** Opening Data for this exercise block **

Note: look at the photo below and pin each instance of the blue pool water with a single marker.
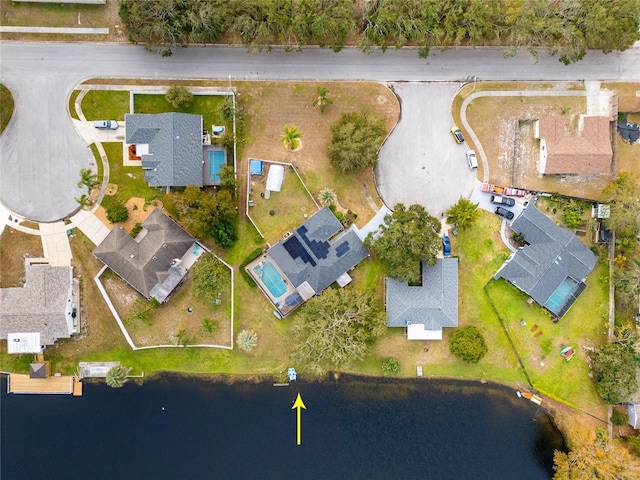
(217, 158)
(559, 297)
(271, 279)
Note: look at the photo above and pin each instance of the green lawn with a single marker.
(209, 106)
(6, 107)
(584, 325)
(105, 104)
(130, 180)
(290, 206)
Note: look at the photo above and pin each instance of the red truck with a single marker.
(510, 192)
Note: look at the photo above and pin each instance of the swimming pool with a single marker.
(560, 295)
(217, 158)
(271, 279)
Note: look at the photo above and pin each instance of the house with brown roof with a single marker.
(564, 153)
(156, 260)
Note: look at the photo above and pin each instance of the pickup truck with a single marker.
(500, 200)
(511, 192)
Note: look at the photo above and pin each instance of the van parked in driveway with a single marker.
(105, 124)
(472, 160)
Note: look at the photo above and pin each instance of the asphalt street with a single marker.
(41, 154)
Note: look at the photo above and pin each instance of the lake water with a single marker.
(175, 427)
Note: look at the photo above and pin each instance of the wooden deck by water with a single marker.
(19, 383)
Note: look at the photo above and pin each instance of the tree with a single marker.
(572, 214)
(463, 214)
(391, 366)
(117, 212)
(322, 101)
(179, 96)
(117, 376)
(337, 328)
(468, 344)
(327, 196)
(208, 277)
(247, 340)
(623, 195)
(613, 369)
(355, 141)
(206, 214)
(408, 237)
(88, 179)
(595, 457)
(291, 137)
(626, 278)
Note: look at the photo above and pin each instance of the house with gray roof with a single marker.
(307, 261)
(44, 305)
(553, 265)
(152, 262)
(425, 309)
(169, 146)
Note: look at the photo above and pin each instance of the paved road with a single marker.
(41, 155)
(421, 162)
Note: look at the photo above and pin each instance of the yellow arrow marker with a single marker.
(298, 404)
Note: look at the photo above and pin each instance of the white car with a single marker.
(472, 159)
(106, 124)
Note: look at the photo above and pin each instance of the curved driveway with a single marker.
(41, 155)
(421, 162)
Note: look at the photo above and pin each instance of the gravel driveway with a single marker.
(420, 161)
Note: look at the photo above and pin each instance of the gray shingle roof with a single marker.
(39, 306)
(434, 304)
(175, 147)
(552, 255)
(327, 260)
(146, 263)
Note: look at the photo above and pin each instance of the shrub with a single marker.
(117, 212)
(247, 340)
(179, 96)
(468, 344)
(390, 366)
(618, 418)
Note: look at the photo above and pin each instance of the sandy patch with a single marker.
(138, 212)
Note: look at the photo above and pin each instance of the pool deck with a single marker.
(258, 279)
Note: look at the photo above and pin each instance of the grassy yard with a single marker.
(61, 15)
(6, 107)
(12, 258)
(290, 206)
(105, 104)
(209, 106)
(584, 325)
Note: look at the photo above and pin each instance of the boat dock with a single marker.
(23, 384)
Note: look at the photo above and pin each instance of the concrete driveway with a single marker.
(420, 161)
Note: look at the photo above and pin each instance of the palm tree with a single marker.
(327, 196)
(247, 340)
(117, 375)
(322, 101)
(291, 137)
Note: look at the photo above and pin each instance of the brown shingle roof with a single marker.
(590, 153)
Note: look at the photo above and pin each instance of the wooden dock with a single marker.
(23, 384)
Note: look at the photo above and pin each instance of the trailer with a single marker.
(509, 192)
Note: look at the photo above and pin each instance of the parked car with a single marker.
(106, 124)
(500, 200)
(503, 212)
(457, 134)
(472, 160)
(446, 246)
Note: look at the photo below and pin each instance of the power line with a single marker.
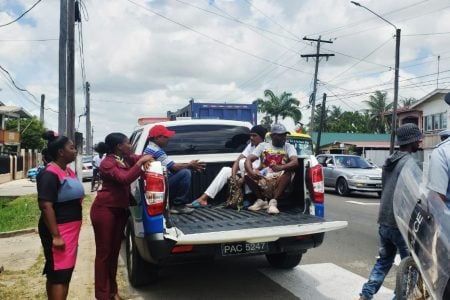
(358, 62)
(432, 33)
(353, 24)
(30, 40)
(15, 85)
(396, 21)
(216, 40)
(18, 18)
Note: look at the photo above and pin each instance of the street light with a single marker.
(397, 66)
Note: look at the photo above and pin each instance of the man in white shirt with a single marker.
(257, 134)
(278, 164)
(96, 160)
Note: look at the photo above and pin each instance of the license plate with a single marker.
(243, 248)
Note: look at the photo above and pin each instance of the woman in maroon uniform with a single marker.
(59, 194)
(109, 212)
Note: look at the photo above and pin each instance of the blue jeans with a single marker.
(179, 184)
(391, 240)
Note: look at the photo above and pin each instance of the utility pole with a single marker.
(41, 117)
(394, 109)
(437, 79)
(62, 104)
(88, 120)
(322, 120)
(71, 70)
(317, 57)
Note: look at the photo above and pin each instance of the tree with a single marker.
(267, 122)
(31, 130)
(378, 107)
(283, 106)
(407, 102)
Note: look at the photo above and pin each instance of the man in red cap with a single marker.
(179, 173)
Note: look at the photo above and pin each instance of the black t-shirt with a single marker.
(64, 190)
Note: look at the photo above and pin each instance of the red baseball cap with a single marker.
(160, 130)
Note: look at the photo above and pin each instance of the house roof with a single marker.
(364, 139)
(429, 95)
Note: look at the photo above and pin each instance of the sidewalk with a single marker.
(18, 187)
(20, 252)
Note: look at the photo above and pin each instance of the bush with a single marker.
(18, 213)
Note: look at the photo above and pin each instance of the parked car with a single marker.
(32, 173)
(347, 173)
(155, 237)
(87, 167)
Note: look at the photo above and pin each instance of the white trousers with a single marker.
(221, 179)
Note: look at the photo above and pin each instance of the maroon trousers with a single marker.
(109, 224)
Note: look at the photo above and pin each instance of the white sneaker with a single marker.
(258, 205)
(272, 209)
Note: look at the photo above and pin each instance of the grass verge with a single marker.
(27, 284)
(18, 213)
(23, 212)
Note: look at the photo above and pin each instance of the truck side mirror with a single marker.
(447, 98)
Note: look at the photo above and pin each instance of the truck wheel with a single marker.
(140, 272)
(342, 187)
(284, 260)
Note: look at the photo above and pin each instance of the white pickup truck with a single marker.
(156, 238)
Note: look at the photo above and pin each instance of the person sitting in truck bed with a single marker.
(257, 134)
(278, 164)
(179, 173)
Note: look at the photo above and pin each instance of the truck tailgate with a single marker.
(207, 226)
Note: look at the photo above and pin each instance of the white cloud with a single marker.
(140, 64)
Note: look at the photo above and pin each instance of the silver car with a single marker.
(347, 173)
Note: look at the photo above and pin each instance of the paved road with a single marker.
(335, 270)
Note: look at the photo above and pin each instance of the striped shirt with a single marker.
(159, 154)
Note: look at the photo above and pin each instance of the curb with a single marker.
(17, 232)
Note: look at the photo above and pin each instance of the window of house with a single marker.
(435, 122)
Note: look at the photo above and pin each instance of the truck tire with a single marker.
(284, 260)
(140, 272)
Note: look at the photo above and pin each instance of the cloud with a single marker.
(145, 59)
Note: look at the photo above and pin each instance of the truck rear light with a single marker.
(303, 237)
(317, 185)
(183, 248)
(155, 190)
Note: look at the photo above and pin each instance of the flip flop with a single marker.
(197, 204)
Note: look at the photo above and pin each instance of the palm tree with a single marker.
(378, 107)
(283, 106)
(407, 102)
(267, 122)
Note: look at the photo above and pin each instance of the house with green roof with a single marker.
(338, 142)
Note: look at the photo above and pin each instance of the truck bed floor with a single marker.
(204, 220)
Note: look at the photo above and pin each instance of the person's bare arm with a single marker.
(235, 167)
(195, 165)
(50, 220)
(290, 166)
(249, 167)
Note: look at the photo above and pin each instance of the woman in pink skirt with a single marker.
(59, 194)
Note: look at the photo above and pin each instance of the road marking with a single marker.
(361, 203)
(322, 282)
(397, 259)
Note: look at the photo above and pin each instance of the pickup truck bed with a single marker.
(204, 220)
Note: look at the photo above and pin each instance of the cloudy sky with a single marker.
(143, 58)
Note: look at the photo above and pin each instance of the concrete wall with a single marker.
(31, 158)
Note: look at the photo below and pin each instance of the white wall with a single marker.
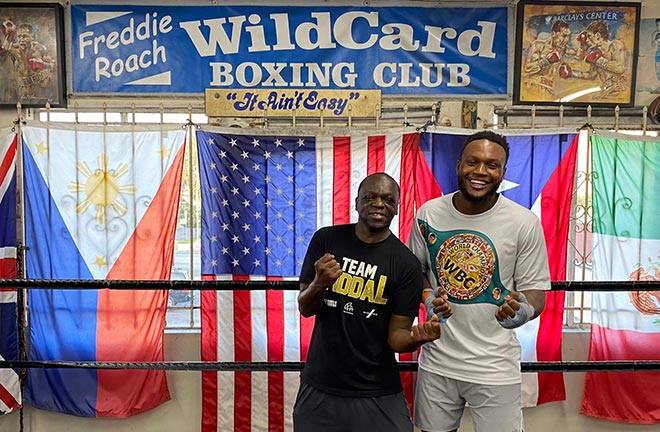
(183, 412)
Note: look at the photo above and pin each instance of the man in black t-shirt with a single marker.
(364, 286)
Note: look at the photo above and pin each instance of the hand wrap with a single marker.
(524, 314)
(428, 304)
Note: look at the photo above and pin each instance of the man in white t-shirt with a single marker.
(488, 257)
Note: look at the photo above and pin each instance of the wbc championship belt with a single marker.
(465, 265)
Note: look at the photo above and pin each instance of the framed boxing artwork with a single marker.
(576, 53)
(32, 69)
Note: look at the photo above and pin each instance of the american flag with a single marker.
(262, 199)
(10, 391)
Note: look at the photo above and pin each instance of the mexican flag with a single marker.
(626, 239)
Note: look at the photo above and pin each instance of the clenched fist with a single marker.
(327, 271)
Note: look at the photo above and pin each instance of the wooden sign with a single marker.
(290, 102)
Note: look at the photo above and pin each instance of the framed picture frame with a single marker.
(32, 55)
(576, 52)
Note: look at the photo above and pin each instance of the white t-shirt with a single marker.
(477, 258)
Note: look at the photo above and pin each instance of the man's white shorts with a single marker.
(440, 401)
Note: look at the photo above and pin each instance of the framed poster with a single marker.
(32, 69)
(576, 53)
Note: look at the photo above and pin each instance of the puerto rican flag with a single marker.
(539, 176)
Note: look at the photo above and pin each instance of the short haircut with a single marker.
(490, 136)
(398, 188)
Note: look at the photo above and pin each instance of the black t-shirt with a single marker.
(349, 355)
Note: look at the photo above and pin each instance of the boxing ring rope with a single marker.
(573, 366)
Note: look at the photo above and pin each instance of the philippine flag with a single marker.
(10, 387)
(539, 176)
(99, 204)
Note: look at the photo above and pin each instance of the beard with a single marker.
(462, 187)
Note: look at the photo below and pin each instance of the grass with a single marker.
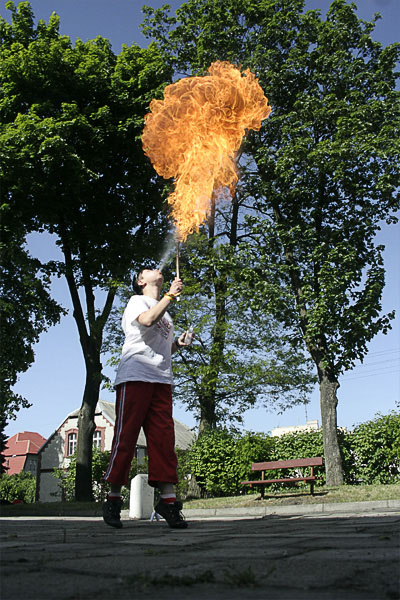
(292, 495)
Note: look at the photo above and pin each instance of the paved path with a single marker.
(348, 555)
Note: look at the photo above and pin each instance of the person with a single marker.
(144, 397)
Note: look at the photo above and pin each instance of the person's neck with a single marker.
(152, 291)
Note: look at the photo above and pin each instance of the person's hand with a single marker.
(176, 287)
(184, 339)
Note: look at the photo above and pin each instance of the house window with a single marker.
(71, 443)
(97, 439)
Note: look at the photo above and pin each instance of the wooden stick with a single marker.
(177, 266)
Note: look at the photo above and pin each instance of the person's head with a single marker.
(147, 276)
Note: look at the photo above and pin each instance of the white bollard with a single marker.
(142, 498)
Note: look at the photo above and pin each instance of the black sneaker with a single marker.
(172, 514)
(112, 513)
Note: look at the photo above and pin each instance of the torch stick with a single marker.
(177, 265)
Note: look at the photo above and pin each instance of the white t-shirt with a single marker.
(146, 353)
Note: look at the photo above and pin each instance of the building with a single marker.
(56, 452)
(21, 452)
(310, 425)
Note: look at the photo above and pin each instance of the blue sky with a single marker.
(54, 384)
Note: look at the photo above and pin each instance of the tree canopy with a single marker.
(321, 174)
(73, 166)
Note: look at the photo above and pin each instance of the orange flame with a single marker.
(193, 134)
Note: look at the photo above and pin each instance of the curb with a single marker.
(295, 509)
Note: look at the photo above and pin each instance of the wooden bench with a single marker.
(316, 461)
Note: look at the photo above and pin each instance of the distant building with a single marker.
(21, 452)
(56, 452)
(310, 425)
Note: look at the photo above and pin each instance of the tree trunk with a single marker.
(208, 419)
(328, 402)
(86, 428)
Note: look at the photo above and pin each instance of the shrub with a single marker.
(20, 486)
(100, 487)
(220, 460)
(376, 448)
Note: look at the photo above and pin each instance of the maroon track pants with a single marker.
(148, 405)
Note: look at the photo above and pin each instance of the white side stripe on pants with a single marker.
(118, 428)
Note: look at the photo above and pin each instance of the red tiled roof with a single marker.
(20, 444)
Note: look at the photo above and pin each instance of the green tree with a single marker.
(26, 311)
(20, 486)
(74, 167)
(323, 173)
(239, 357)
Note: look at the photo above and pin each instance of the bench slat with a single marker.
(286, 479)
(315, 461)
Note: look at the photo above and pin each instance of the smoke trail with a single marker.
(169, 251)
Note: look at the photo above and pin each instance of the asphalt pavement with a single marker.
(313, 552)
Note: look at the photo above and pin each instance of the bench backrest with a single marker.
(316, 461)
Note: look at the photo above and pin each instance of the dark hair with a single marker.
(135, 281)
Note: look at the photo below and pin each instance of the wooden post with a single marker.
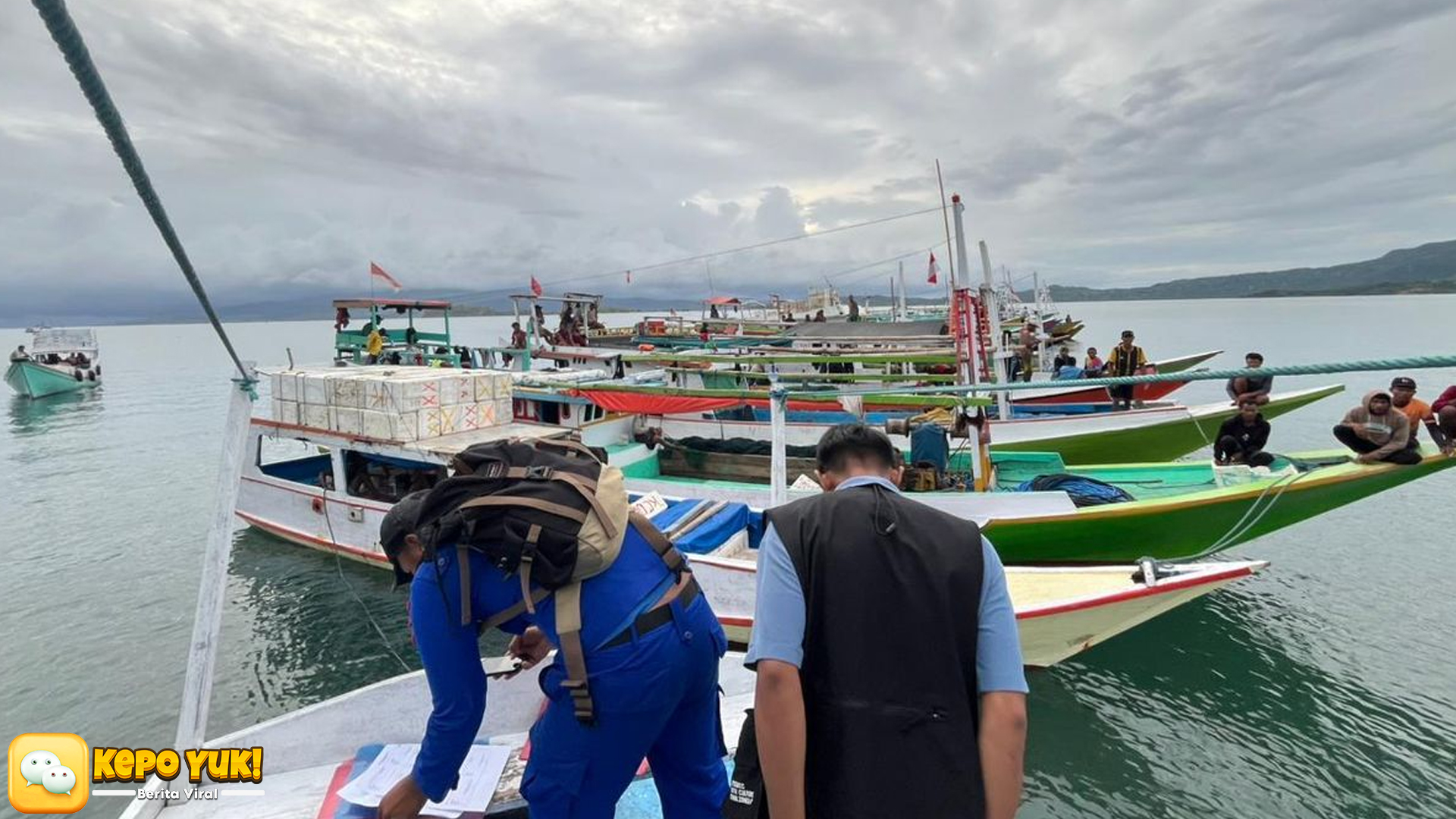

** Closing Data for this exercise block **

Problem to work on: Output nothing except the lines from the one containing "pavement with a single marker." through the final line of the entries, repeated exactly and free of pictures.

Answer to this exercise:
Note: look at the photo above and pin each instance of the asphalt pavement with a single marker.
(313, 552)
Note: look at the photo above and pin each instance of the bench backrest with a single marker.
(316, 461)
Note: look at the photo above and pin each instance of the dark hair with a single marker.
(135, 281)
Note: look at the photo below and pin each instance of the wooden post with a single marker.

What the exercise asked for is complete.